• [Texte extrait]:

La rapidité presque incroyable du triomphe de Louis XII déjoua les projets de Jules II, irrita Maximilien et remplit de terreur Ferdinand d'Aragon, qui n'avait pas encore quitté son royaume de Naples. Ce prince était sur le point de retourner en Espagne, où sa présence était nécessaire pour rétablir son autorité en Castille. II craignait que, pendant son absence, Louis XII, à la tête d'une armée aguerrie et déjà victorieuse, n'entreprît de pousser plus loin ses conquêtes et de recouvrer le royaume de Naples. Il lui demanda donc une entrevue à Savone, afin de resserrer les nœuds de leur alliance. Les deux monarques eurent dans cette ville de longues conférences. Germaine de Foix, la nièce chérie du roi de France, devenue, depuis son mariage, tout espagnole, et préférant les intérêts de son ambition à ceux de sa patrie, usa de l'ancien ascendant qu'elle avait sur son oncle pour dissiper tous ses soupçons. Louis XII fit un bienveillant accueil à Gonzalve de Cordoue, que Ferdinand emmenait avec lui en Espagne ; « et le roy d'Arragon porta gros honneur au capitaine Loys d'Ars et au bon chevalier sans paour et sans reproche, et dist au roy de France ces mots « Monseigneur mon frère, bien est heureux le prince qui nourrist deux telz chevaliers[6]. » Dans les conférences de Savone, qui durèrent trois jours, Ferdinand et Louis XII se firent aussi grande chère que s'ils eussent toujours été les meilleurs amis du monde. Il n'y eut bientôt plus aucun nuage, et le roi de France, tant de fois trompé, se laissa encore abuser par de vaines apparences. En effet, dès que Ferdinand fut affermi dans la régence de la Castille, et qu'il crut n'avoir rien à craindre ni à espérer de Louis XII, il oublia les protestations et les promesses faites à Savone.

(Entrées de la collection)

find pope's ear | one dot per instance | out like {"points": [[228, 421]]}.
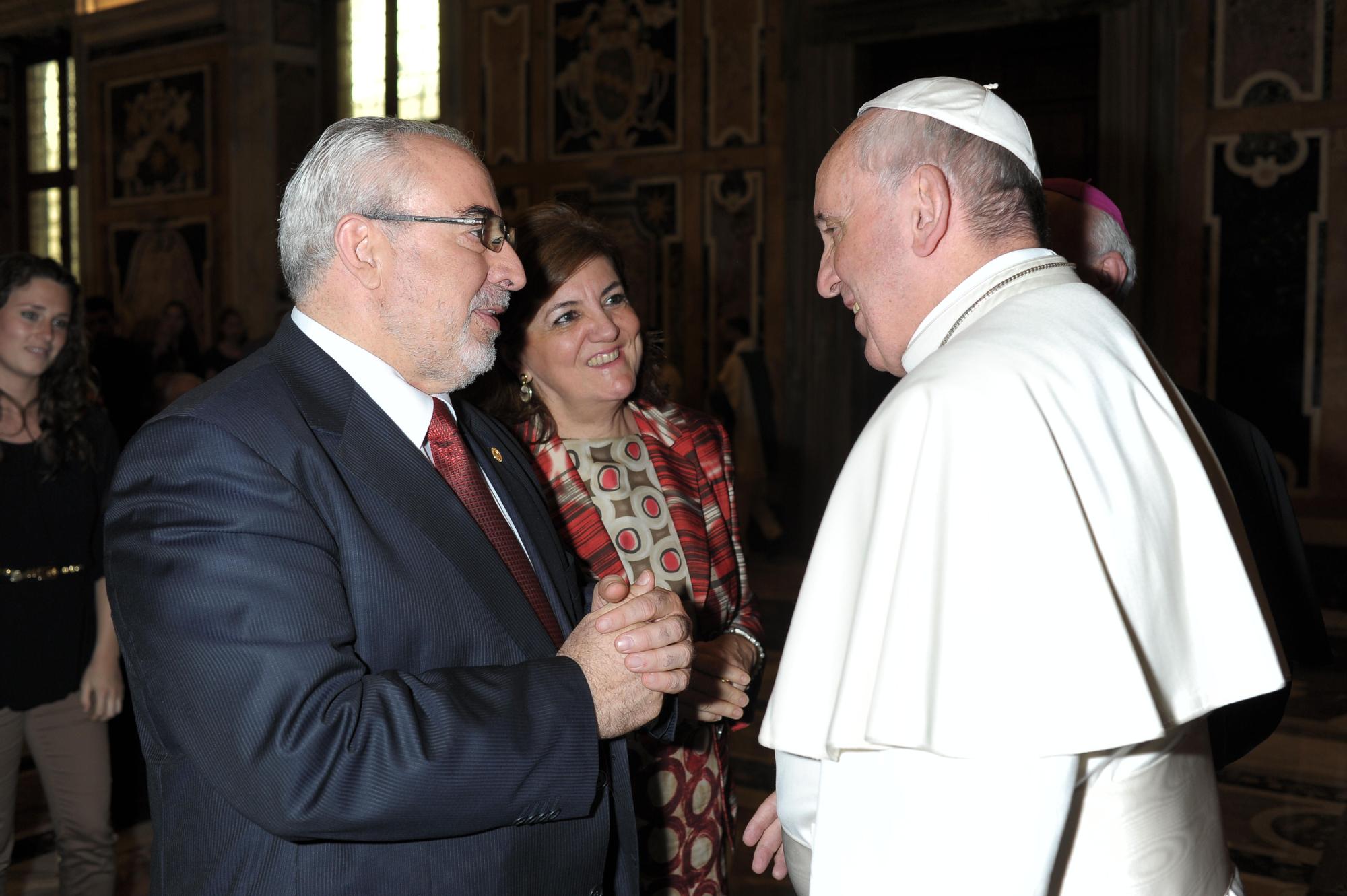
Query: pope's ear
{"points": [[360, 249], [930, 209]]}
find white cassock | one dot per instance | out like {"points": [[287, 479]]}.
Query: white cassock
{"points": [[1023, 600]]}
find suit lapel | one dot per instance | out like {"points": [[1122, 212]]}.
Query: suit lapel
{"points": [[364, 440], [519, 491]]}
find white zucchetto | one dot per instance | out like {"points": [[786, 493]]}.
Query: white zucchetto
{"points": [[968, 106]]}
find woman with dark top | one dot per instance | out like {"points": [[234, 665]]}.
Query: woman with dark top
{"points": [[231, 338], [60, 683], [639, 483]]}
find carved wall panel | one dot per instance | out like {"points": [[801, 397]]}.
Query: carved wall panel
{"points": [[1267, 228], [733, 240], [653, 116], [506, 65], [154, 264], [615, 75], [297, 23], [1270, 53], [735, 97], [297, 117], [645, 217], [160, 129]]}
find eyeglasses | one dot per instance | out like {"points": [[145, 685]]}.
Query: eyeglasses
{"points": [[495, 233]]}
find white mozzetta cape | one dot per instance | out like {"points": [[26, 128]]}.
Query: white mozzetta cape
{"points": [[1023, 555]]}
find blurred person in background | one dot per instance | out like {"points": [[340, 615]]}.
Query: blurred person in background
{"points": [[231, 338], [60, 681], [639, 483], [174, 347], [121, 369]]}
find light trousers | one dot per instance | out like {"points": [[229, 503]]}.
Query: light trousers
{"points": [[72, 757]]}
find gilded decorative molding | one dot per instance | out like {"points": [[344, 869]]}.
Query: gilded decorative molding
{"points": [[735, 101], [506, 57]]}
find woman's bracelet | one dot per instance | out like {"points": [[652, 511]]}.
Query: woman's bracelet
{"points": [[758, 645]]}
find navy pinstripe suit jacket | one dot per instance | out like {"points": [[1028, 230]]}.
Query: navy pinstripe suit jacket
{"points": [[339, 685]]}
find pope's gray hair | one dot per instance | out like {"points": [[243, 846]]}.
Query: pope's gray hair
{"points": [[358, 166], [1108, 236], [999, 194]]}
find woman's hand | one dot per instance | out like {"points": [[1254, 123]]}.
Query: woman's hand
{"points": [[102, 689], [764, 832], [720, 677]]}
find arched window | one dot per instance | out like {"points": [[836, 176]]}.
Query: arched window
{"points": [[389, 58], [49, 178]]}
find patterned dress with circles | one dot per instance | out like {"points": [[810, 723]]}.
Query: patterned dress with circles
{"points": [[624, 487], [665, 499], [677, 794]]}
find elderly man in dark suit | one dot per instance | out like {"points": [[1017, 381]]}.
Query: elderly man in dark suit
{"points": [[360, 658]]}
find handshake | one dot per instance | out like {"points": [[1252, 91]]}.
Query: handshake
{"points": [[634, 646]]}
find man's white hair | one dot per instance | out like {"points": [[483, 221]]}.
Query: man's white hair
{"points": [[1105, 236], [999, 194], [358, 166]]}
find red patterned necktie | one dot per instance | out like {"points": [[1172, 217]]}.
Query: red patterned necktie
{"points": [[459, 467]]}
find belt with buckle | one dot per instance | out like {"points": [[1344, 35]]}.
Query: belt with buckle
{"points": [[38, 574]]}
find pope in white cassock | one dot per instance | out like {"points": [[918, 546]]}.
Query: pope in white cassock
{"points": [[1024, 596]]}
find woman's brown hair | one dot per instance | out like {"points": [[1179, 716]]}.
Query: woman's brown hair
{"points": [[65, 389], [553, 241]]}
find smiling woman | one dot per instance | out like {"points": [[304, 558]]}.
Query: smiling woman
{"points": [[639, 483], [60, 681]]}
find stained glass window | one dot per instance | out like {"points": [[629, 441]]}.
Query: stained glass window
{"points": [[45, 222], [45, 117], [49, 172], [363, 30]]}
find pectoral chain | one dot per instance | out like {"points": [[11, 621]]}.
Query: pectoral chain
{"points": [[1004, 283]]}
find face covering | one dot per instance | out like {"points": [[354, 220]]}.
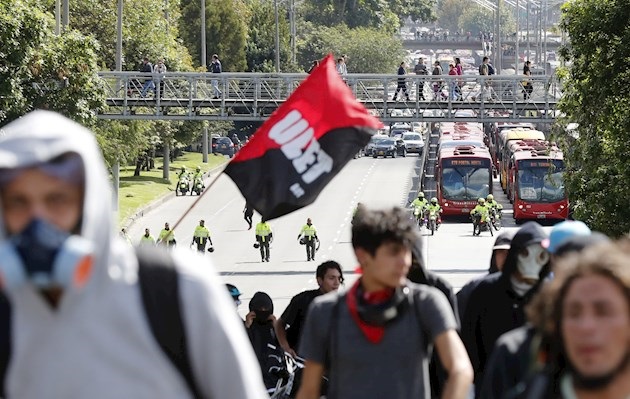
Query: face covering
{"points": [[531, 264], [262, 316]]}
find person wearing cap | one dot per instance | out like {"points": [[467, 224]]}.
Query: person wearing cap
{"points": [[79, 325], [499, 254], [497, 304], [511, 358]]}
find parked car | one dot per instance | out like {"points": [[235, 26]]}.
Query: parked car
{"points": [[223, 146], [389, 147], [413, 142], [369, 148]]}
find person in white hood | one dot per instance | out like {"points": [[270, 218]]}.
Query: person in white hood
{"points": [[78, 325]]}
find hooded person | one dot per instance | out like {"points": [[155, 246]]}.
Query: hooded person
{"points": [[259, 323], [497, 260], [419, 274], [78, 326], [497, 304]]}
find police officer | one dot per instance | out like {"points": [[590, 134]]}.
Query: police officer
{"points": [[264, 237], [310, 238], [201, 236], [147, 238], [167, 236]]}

---

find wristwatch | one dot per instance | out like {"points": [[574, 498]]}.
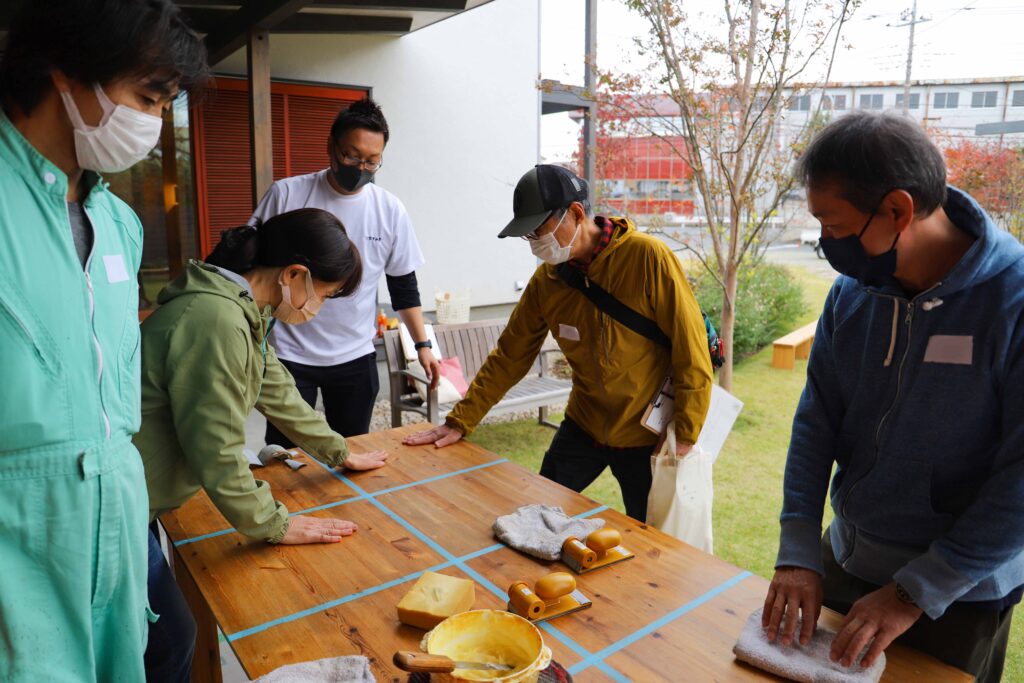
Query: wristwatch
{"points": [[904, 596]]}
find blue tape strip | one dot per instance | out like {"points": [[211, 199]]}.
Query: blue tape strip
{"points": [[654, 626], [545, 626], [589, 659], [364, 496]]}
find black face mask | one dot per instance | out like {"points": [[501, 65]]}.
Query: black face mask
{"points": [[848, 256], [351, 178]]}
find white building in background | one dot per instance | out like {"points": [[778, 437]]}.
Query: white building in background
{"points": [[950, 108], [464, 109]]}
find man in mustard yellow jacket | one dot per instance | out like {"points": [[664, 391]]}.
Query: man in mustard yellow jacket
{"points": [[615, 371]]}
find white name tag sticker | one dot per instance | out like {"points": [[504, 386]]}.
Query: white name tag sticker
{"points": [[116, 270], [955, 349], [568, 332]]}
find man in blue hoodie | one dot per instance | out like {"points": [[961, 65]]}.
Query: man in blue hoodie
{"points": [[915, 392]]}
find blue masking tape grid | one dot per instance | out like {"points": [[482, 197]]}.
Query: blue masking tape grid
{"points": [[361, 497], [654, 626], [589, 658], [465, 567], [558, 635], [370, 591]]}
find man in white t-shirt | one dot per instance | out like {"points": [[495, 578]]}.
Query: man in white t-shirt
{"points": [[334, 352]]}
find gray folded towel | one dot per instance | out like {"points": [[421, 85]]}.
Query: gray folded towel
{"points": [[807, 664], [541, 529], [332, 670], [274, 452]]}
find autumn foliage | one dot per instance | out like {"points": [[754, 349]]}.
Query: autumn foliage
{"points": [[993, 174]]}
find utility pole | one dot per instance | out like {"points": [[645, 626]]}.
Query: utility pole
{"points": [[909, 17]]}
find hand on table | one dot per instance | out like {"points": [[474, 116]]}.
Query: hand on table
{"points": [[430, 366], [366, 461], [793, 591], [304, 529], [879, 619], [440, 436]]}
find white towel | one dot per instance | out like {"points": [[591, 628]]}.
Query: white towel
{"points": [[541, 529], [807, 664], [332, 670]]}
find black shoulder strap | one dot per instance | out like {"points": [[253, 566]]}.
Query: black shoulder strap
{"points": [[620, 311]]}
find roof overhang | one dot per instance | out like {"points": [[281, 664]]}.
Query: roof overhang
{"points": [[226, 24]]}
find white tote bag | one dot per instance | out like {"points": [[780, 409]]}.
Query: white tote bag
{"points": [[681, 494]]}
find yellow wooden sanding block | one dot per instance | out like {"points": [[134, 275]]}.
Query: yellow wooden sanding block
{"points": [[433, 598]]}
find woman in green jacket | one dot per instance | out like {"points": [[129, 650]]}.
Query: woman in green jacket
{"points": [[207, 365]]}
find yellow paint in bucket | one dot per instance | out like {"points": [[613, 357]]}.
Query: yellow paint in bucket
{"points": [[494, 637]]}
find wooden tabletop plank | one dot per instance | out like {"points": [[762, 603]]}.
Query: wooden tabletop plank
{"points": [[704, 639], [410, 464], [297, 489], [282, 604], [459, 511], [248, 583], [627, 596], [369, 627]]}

---

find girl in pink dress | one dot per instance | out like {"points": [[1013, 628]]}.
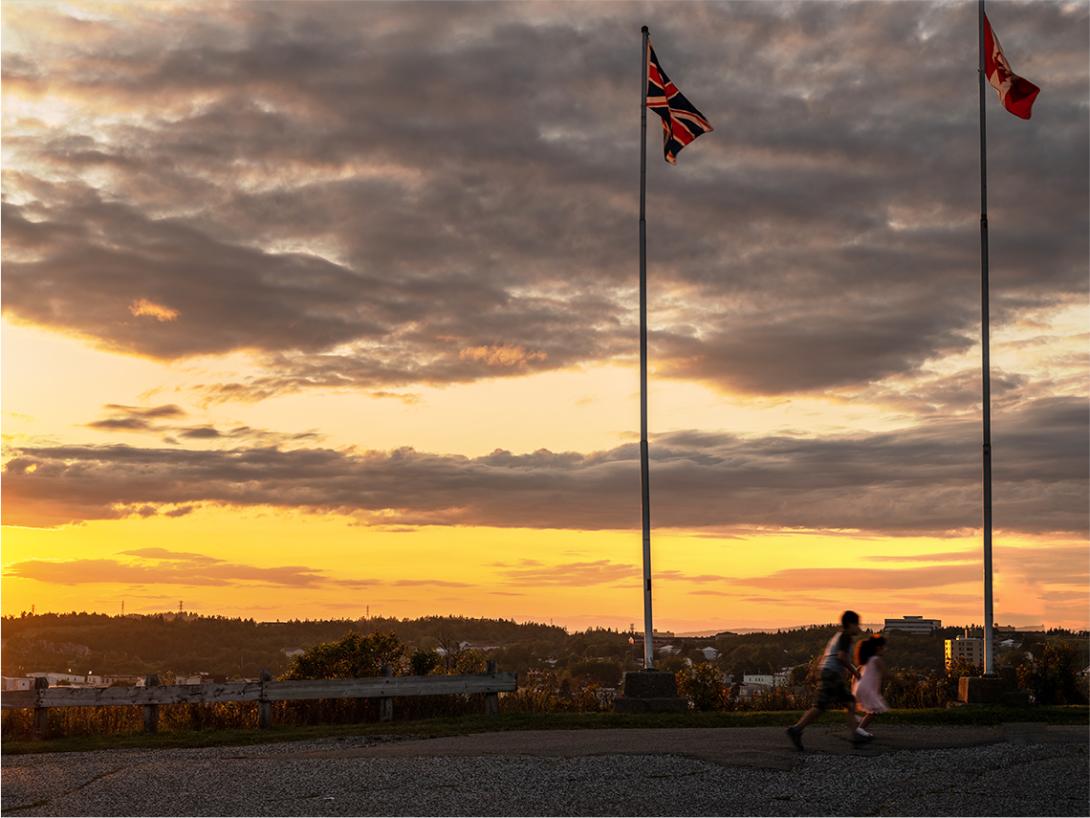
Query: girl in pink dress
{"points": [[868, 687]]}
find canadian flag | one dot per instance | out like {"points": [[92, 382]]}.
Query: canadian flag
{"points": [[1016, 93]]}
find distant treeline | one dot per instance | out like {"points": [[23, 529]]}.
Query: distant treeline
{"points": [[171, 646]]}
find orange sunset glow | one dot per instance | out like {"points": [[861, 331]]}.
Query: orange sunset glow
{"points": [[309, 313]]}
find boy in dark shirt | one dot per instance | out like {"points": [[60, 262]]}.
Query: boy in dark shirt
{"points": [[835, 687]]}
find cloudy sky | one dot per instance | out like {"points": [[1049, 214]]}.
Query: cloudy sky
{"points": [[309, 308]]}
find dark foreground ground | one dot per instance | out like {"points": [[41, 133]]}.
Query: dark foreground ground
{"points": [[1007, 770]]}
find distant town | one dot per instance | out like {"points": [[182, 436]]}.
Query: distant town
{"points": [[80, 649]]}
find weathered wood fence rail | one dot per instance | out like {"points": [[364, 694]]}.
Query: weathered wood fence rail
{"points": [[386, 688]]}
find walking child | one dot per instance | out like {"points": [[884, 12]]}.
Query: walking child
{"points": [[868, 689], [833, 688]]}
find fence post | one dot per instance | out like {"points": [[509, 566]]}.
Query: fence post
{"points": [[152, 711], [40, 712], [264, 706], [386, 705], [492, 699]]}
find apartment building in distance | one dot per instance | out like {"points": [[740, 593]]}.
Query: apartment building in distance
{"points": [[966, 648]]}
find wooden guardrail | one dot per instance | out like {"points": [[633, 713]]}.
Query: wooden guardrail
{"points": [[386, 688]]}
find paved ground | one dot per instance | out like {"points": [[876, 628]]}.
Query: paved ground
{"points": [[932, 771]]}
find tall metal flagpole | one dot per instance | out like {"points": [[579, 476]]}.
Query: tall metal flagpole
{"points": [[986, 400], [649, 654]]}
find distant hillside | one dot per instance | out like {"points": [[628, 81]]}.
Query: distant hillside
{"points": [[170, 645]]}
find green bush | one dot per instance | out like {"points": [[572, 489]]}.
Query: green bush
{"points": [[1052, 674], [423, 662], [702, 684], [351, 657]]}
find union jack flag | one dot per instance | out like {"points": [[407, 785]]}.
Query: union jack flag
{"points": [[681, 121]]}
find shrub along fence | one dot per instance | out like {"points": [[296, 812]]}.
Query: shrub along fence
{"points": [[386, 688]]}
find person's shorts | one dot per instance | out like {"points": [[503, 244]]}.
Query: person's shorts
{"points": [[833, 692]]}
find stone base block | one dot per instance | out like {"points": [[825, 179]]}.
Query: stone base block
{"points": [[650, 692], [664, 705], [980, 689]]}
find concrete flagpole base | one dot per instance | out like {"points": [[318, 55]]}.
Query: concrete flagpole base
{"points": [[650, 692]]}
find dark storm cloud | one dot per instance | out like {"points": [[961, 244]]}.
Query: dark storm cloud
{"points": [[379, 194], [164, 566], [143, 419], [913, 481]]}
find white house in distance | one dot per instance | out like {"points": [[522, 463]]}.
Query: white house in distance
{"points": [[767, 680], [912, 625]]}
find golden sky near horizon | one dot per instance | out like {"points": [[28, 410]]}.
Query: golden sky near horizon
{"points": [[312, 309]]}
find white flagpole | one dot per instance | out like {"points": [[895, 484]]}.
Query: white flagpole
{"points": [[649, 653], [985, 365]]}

• [Consigne]: Reformulez sous forme de liste le paragraphe du texte extrait qui commence par « La rapidité presque incroyable », en conservant ses faits principaux.

• [Réponse rédigée]:
- Le triomphe très rapide de Louis XII déjoue les projets de Jules II, irrite Maximilien et terrifie Ferdinand d'Aragon, qui se trouve encore dans son royaume de Naples.
- Ferdinand doit retourner en Espagne pour rétablir son autorité en Castille. Il craint qu'en son absence Louis XII, à la tête d'une armée aguerrie et victorieuse, ne tente de recouvrer le royaume de Naples.
- Il demande donc au roi de France une entrevue à Savone afin de resserrer leur alliance. Les conférences y durent trois jours.
- Germaine de Foix, nièce chérie du roi de France devenue tout espagnole depuis son mariage, use de son ascendant sur son oncle pour dissiper ses soupçons.
- Louis XII réserve un accueil bienveillant à Gonzalve de Cordoue. Ferdinand, de son côté, honore le capitaine Loys d'Ars et le « bon chevalier sans paour et sans reproche ».
- Les deux monarques se font grande chère, comme s'ils avaient toujours été les meilleurs amis. Louis XII, tant de fois trompé, se laisse encore abuser.
- Une fois affermi dans la régence de la Castille, Ferdinand oublie les promesses faites à Savone.